- [Rincian Tugas]: Salin persis sebagian dari syarah Aqidah ath-Thahawiyah, mulai dari kata-kata yang memuat "Dan diantara mereka" dan berhenti setelah "Al – Bukhari.".

Syarah Aqidah ath –Thahawiyah 97-101
Oleh : Handaris
Sholihin
97 - وَعُلَمَاءُ السَّلَفِ مِنَ السَّابِقِينَ وَمَنْ بَعْدَهُمْ
مِنَ التَّابِعِينَ أَهْلِ الْخَيْرِ وَالْأَثَرِ وَأَهْلِ الْفِقْهِ وَالنَّظَرِ
لَا يُذْكَرُونَ إِلَّا بِالْجَمِيلِ وَمَنْ ذَكَرَهُمْ بِسُوءٍ فهو على غير
السبيل
97.
Para ‘ulama As-Salaf terdahulu [para sahabat}dan yang sesudah mereka dari
kalangan Tabi’in adalah pelaku kebaikan dan ahli hadits, ahli fiqih, dan ahli
ushul. Mereka semuanya harus disebutkan kebaikannya. Barangsiapa yang
menjelek-jelekkan mereka, maka dia tidak berada di atas jalan mereka (para
sahabat).
Para ulama ada dua kelompok :
Kelompok pertama, Ulama Atsar, yaitu para ahlu
hadits yang memeberikan perhatian kepada sunnah Nabi, menghafal ( menjaganya)
dan membelanya, untuk \kemudian mereka sampaikan kepada ummat Rasul. Mereka menjauhkannya
dari setiap unsur yang masuk ke dalamnya dan membersihkannya dari setiap
kebohongan. Mereka menyingkirkan hadits – hadits palsu, menjelaskannya dan
membatasinya agar tidak tersebar luas. Mereka ini dinamakan Ulama Riwayat.
Kelompok kedua, Ulama Fikih. Yaitu para ulama yang
mengeluarkan kesimpulan kesimpulan hukum dari dalil – dalil tersebut,
menjelaskan kandungan fikihnya, dan menjabarkannya serta menjelaskannya kepada
orang bayak. Mereka ini dinamakan Ulama Dirayah.
Dan diantara mereka ada yang menyatukan kedua ilmu
tersebut. Dan mereka di namakan Ahli Fikih Ulama Hadits, seperti Imam Ahmad,
Imam Malik, Imam Asy –Syafi’e, dan Imam Al – Bukhari.

- [Entri garis batas wilayah]:

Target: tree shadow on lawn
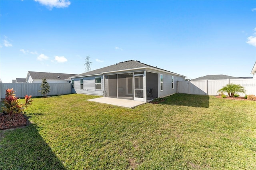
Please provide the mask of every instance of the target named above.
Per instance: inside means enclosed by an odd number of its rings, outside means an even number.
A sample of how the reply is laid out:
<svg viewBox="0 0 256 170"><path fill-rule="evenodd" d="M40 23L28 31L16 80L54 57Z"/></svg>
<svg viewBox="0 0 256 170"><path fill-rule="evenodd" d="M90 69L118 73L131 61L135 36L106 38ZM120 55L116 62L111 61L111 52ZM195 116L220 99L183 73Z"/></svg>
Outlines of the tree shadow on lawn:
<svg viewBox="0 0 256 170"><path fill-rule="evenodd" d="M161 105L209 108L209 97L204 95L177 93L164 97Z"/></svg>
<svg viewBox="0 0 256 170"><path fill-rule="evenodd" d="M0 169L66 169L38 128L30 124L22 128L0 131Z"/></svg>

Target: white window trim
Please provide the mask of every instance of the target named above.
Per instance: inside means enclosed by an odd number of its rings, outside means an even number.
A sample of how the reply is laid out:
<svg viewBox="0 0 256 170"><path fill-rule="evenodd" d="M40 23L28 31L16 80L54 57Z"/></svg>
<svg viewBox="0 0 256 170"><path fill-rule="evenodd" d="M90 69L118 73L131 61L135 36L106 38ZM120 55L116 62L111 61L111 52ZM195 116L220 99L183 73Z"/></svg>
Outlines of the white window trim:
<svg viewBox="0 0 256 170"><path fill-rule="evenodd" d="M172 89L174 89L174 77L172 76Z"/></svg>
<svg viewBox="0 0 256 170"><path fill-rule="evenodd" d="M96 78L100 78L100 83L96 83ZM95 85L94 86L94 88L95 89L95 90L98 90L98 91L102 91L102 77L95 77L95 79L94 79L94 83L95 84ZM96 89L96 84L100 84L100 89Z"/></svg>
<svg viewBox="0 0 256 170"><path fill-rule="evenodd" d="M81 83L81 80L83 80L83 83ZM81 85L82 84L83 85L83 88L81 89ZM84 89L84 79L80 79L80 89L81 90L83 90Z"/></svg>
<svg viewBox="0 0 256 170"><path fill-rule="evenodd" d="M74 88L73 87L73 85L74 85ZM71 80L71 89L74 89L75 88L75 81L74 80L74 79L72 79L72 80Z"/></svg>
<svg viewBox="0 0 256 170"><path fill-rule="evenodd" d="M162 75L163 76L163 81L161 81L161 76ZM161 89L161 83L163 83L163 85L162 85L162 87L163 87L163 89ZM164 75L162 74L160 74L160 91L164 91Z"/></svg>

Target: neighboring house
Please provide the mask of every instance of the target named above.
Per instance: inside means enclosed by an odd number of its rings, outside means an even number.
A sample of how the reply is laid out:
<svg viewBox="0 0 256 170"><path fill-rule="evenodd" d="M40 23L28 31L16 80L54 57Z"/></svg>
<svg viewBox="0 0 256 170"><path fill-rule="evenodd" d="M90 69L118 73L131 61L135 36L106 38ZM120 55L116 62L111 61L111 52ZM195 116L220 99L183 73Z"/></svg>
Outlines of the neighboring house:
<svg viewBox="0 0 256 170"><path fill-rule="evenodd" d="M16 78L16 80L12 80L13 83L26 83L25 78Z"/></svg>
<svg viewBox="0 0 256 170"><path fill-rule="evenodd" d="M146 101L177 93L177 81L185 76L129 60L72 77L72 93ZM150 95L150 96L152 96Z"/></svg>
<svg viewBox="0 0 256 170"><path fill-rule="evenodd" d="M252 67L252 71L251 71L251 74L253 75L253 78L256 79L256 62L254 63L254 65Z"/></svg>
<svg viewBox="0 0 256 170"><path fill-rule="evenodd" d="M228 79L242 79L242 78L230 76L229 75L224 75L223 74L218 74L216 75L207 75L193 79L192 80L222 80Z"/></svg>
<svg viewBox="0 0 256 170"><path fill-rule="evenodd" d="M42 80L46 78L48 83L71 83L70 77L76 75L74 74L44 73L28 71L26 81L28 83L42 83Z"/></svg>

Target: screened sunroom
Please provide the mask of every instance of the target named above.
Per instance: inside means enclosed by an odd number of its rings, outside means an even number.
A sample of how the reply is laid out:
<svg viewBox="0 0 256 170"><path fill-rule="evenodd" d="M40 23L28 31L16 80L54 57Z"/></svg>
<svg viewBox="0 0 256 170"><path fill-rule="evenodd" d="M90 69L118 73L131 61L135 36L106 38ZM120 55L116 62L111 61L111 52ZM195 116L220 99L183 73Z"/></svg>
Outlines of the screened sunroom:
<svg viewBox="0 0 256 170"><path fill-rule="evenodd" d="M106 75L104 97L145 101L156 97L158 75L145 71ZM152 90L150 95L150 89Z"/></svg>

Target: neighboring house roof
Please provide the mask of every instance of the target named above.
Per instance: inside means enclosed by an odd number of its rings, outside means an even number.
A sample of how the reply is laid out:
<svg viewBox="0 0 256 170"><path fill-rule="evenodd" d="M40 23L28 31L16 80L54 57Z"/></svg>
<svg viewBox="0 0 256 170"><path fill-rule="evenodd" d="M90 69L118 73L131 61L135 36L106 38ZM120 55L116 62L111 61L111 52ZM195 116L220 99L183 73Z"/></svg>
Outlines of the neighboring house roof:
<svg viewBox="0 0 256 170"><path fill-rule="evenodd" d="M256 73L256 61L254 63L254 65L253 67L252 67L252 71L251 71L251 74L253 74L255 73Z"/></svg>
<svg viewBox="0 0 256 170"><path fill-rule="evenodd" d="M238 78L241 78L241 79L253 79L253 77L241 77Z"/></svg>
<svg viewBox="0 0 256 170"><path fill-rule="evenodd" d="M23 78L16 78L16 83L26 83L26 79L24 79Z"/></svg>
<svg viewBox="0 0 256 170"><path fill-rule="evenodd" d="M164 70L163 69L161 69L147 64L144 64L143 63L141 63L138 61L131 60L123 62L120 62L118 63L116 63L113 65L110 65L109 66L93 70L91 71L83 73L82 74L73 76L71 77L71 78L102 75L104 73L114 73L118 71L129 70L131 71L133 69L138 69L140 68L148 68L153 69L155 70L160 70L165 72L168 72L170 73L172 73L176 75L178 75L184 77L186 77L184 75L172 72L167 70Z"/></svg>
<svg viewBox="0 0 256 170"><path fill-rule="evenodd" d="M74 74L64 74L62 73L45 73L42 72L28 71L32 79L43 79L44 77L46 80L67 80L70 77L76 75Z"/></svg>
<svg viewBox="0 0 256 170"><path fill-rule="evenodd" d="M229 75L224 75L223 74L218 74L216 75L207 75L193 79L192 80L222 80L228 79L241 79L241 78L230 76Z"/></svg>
==
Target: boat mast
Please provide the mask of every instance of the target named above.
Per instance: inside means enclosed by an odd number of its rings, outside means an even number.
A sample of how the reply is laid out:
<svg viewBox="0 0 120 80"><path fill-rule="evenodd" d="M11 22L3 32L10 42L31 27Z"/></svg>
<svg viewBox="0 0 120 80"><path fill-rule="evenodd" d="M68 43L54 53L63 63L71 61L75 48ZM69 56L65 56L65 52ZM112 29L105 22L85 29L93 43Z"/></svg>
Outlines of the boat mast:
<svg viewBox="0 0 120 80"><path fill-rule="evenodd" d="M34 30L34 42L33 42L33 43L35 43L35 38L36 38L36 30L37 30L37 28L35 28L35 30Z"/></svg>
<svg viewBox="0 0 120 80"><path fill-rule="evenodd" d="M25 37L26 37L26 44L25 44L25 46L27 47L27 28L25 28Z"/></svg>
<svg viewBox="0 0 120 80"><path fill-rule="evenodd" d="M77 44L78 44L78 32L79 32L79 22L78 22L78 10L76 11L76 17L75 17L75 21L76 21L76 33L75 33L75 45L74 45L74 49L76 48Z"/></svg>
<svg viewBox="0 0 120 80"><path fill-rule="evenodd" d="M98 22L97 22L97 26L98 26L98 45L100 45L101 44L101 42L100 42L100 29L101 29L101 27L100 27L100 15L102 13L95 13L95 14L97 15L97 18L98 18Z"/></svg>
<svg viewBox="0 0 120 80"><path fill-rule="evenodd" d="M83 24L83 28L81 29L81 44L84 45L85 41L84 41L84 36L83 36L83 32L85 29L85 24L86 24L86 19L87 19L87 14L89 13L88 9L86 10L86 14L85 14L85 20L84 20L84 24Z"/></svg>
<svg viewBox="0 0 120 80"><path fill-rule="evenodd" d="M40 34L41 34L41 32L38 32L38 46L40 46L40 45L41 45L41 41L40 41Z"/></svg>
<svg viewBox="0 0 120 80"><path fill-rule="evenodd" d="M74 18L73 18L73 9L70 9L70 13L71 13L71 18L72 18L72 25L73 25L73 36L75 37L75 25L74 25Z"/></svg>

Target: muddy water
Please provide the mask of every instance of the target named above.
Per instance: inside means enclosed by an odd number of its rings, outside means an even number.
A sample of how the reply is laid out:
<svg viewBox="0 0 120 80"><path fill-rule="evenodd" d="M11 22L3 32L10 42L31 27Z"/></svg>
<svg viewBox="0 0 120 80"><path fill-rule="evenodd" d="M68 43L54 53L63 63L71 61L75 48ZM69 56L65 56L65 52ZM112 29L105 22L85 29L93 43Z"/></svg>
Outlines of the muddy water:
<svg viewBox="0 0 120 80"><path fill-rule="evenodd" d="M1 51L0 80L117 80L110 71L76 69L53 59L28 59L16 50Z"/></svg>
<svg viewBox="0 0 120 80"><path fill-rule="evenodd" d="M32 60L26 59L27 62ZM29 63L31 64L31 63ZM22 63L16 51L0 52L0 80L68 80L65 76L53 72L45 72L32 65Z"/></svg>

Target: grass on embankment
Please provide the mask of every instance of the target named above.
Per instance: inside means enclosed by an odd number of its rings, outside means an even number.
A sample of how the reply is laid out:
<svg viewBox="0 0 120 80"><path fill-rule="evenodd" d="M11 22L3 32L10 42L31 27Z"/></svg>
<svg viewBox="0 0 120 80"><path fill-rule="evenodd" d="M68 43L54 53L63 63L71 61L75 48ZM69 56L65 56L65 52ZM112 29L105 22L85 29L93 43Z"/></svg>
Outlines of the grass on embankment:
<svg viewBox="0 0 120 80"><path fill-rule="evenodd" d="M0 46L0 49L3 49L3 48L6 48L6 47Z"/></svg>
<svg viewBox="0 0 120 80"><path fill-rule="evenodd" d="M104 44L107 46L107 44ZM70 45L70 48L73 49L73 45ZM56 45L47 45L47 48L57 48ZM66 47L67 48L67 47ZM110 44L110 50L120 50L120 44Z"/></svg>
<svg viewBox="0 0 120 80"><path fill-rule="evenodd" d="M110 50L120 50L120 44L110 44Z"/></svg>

- [Jawaban Tugas]:
Dan diantara mereka ada yang menyatukan kedua ilmu
tersebut. Dan mereka di namakan Ahli Fikih Ulama Hadits, seperti Imam Ahmad,
Imam Malik, Imam Asy –Syafi’e, dan Imam Al – Bukhari.